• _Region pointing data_
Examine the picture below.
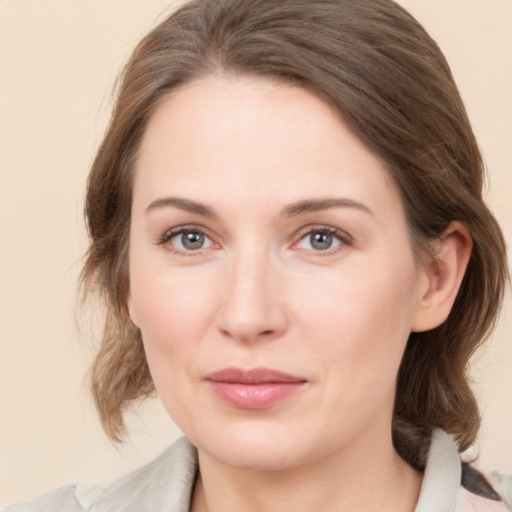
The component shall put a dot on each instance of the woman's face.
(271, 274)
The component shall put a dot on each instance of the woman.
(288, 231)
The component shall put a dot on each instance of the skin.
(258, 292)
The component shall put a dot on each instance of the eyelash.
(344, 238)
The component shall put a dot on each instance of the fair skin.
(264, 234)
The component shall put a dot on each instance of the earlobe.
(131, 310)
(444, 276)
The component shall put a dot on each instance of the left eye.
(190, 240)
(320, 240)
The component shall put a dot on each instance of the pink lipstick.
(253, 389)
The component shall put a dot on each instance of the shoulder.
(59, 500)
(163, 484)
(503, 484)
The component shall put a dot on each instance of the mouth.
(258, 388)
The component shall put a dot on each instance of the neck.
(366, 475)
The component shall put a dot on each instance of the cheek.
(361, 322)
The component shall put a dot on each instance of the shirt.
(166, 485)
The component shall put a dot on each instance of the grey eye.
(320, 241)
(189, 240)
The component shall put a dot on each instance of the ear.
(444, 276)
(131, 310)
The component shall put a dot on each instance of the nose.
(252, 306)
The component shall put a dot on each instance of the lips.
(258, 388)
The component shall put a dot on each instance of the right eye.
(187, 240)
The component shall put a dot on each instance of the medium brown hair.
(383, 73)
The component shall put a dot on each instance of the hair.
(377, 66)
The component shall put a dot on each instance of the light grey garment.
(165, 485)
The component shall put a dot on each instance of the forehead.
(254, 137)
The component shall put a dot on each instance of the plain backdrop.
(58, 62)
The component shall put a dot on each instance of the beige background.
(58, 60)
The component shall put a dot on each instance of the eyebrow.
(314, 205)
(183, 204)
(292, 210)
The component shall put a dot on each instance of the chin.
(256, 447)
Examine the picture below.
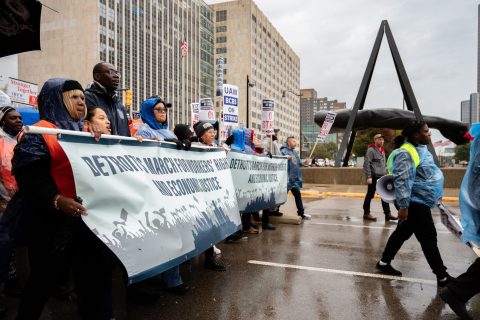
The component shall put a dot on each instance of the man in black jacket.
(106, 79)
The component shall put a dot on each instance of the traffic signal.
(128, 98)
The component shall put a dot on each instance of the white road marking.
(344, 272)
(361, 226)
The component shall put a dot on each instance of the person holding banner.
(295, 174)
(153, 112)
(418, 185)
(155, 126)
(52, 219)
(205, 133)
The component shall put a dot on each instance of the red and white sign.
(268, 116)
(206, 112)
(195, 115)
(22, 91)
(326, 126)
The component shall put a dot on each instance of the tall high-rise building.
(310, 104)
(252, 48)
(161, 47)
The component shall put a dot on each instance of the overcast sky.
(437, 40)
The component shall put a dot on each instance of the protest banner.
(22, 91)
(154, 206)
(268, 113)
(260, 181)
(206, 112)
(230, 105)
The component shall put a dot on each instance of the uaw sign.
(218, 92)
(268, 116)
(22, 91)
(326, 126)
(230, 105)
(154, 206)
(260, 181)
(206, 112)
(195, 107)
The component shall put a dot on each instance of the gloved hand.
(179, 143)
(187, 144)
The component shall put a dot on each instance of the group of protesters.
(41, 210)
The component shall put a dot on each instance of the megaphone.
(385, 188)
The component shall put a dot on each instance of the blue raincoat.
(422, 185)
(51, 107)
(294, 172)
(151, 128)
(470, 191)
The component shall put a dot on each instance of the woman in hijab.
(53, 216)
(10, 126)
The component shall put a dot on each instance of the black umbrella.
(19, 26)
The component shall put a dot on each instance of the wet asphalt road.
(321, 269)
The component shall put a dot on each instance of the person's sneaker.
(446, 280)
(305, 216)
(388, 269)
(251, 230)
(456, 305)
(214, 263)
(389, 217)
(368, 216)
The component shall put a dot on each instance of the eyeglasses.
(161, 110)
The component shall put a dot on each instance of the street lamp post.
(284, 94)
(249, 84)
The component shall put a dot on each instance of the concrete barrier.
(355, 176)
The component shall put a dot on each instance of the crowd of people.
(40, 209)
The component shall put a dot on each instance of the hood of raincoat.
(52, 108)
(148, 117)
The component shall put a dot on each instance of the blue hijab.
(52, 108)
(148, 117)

• _Work item_
Repeat the entries verbatim; no pictures.

• _Exercise response_
Examine the picture below.
The component shall put a dot on each instance of the woman's face.
(271, 274)
The component shall put a dot on each instance of the woman.
(288, 231)
The component shall put a dot on each instance of the skin.
(258, 292)
The component shall put a dot on each instance of the eyelash.
(344, 238)
The component shall put a dot on each instance of the fair skin.
(264, 234)
The component shall put a dot on each instance of the earlobe.
(131, 310)
(444, 276)
The component shall put a dot on each instance of the left eye.
(190, 240)
(320, 240)
The component shall put a dot on each instance of the pink lipstick.
(253, 389)
The component shall put a dot on each instance of the shoulder.
(59, 500)
(163, 484)
(503, 484)
The component shall put a dot on each instance of the mouth.
(258, 388)
The component shall put a dot on each instance of the neck.
(366, 475)
The component shall put a dot on each instance of the cheek.
(361, 322)
The component shall put a dot on each instance of the shirt.
(166, 485)
The component shall put a dot on each instance of the grey eye.
(320, 241)
(189, 240)
The component shall put a dot on each instance of the ear.
(444, 276)
(131, 310)
The component shall put a dot on each instance of the nose.
(252, 306)
The component shall put a dot on each instance of the lips.
(258, 388)
The component shall put a dot on each instance of the right eye.
(187, 240)
The component shall put a dot on each instance of the medium brown hair.
(383, 73)
The component shall put a dot on each instance of the hair.
(377, 66)
The component shall put a dot on each instance of the light grey garment.
(165, 485)
The component shall put a dot on each instance of the forehead.
(254, 137)
The component shall put a dot on each instance of the plain backdrop.
(58, 62)
The component shall put a dot on each instance of the beige background.
(58, 60)
The component shall put a dot on each instance of the eyebrow.
(314, 205)
(183, 204)
(292, 210)
The component shall put a dot on each instance of the chin.
(256, 447)
Examine the picture below.
The component shall put a dot on each instance of the man in black jacket.
(106, 79)
The component shall put a dot on each instance of the traffic signal.
(128, 98)
The component shall put a dot on each instance of the white road marking.
(344, 272)
(361, 226)
The component shall put a dot on each instance of the person holding banner.
(295, 174)
(153, 112)
(418, 185)
(155, 126)
(52, 219)
(205, 133)
The component shall put a dot on each instance of the red and white sign.
(268, 116)
(206, 112)
(195, 115)
(22, 91)
(326, 126)
The component shall put a dot on each instance of the tall high-rise building.
(310, 104)
(252, 48)
(161, 47)
The component shall put a dot on each instance of the overcast sky.
(437, 40)
The component shall put a dot on each instance of the protest banner.
(22, 91)
(154, 206)
(268, 113)
(260, 181)
(206, 112)
(230, 105)
The component shall put a dot on each instance of the uaw sign.
(218, 92)
(268, 116)
(22, 91)
(326, 126)
(230, 105)
(154, 206)
(260, 181)
(206, 112)
(195, 107)
The component shall put a dot on each instance of the gloved hand.
(179, 143)
(187, 144)
The component shall put a dot on each instance of the group of protesters.
(41, 210)
The component shall put a dot on each instance of the megaphone.
(385, 188)
The component shall put a dot on each instance of the blue raincoat.
(422, 185)
(51, 107)
(294, 172)
(151, 128)
(470, 191)
The component shall put a dot on each instance of the woman in hijab.
(53, 216)
(10, 126)
The component shall put a dot on each instance of the black umbrella.
(19, 26)
The component shall put a dot on each instance of the wet asphalt road.
(321, 269)
The component shall put a dot on each instance of the person's sneaker.
(446, 280)
(305, 216)
(388, 269)
(251, 230)
(456, 305)
(214, 263)
(389, 217)
(368, 216)
The component shall put a dot on each instance of the eyeglasses.
(161, 110)
The component shall put a dot on each instance of the street lamp post.
(284, 94)
(249, 84)
The component shall put a dot on each instance of the concrete barrier.
(355, 176)
The component shall put a dot on each instance of the crowd of people.
(40, 209)
The component shall put a dot on each instance of the hood of raincoat.
(52, 108)
(148, 117)
The component shall put a dot on each instance of the blue hijab.
(52, 108)
(148, 117)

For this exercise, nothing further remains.